[Start of Attachment]
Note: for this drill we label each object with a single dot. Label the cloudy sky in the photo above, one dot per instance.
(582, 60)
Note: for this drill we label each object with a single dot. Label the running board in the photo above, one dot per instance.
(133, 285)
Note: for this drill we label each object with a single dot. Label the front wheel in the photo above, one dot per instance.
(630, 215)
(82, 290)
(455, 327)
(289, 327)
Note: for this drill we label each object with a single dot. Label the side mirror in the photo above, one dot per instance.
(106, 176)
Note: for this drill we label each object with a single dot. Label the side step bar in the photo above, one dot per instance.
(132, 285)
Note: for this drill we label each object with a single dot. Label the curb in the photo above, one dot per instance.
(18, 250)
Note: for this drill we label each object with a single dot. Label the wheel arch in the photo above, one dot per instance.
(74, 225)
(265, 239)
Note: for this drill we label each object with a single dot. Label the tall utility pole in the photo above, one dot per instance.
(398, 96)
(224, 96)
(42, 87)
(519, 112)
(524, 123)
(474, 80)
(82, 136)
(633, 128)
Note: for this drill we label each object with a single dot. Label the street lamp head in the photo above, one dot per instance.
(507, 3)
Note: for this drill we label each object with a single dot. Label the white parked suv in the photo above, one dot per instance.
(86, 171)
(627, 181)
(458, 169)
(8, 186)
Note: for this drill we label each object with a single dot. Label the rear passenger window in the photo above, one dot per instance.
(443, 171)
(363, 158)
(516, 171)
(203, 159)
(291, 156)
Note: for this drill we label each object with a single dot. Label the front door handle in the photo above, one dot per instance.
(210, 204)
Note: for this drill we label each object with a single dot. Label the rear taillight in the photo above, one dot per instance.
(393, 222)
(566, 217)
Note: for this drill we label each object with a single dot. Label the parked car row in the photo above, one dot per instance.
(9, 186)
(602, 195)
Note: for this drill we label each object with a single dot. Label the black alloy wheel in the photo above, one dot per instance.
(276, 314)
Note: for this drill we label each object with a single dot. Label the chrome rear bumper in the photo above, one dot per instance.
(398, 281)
[End of Attachment]
Exercise aim
Give back the whole listing exactly.

Answer box
Note: for this drill we label each object with a single dot. Label the cloudy sky in the photo above, one dot per instance.
(582, 60)
Note: for this drill we label each object with a single dot. Label the running board in the photo above, one dot per instance.
(133, 285)
Note: for this drill we label each object with a single dot. Label the front wheel in the photo above, one dot per instance.
(630, 215)
(82, 290)
(455, 327)
(289, 327)
Note: for this drill we label each object with a single dot. Label the side mirror in the photo above, one dot per instance.
(106, 176)
Note: for this drill we label each object with a single dot. Label the side step bar in the photo above, one dot per instance.
(132, 285)
Note: for this drill we label each object with a single dot. Label the curb in the photo above, one dot per instance.
(18, 250)
Note: for this drill we label each object with a single dot. Label the wheel arch in the photo above, one dot per instance.
(74, 225)
(265, 239)
Note: for this drill we label each object with a single dot. Label the tall utility pole in the photo above, one dot per instance.
(398, 96)
(224, 96)
(42, 87)
(519, 112)
(524, 123)
(474, 80)
(82, 136)
(633, 128)
Note: for this drill we label each object with a single dot. Label the street lamp head in the photo above, one dot per instance.
(507, 3)
Note: for this drill we label each object with a single dot. Label the white parked suv in the photo above, one dot per instance.
(86, 171)
(627, 181)
(458, 169)
(8, 186)
Note: for this drill we label each object with a single dot. Label the rear passenger window in the photo above, one dot per instance.
(443, 171)
(363, 158)
(516, 171)
(203, 159)
(291, 156)
Note: for this drill we label each object with a single dot. Label the front door handle in the photo above, one dot per instance.
(210, 204)
Note: for this drill we label each object with a single dot. Label the rear taillight in the photo above, one dot per instance.
(393, 222)
(566, 217)
Note: for this drill we label each object with a single dot. Label the parked car row in the photo above, one dot per instance.
(9, 186)
(602, 195)
Note: for this drill we label each object with a single dot. Label the black alloy wheel in the photo above, one dot per instance.
(276, 314)
Note: for this drill we label each object with a single dot. Label the chrome rear bumper in the photo above, one dot per instance.
(398, 281)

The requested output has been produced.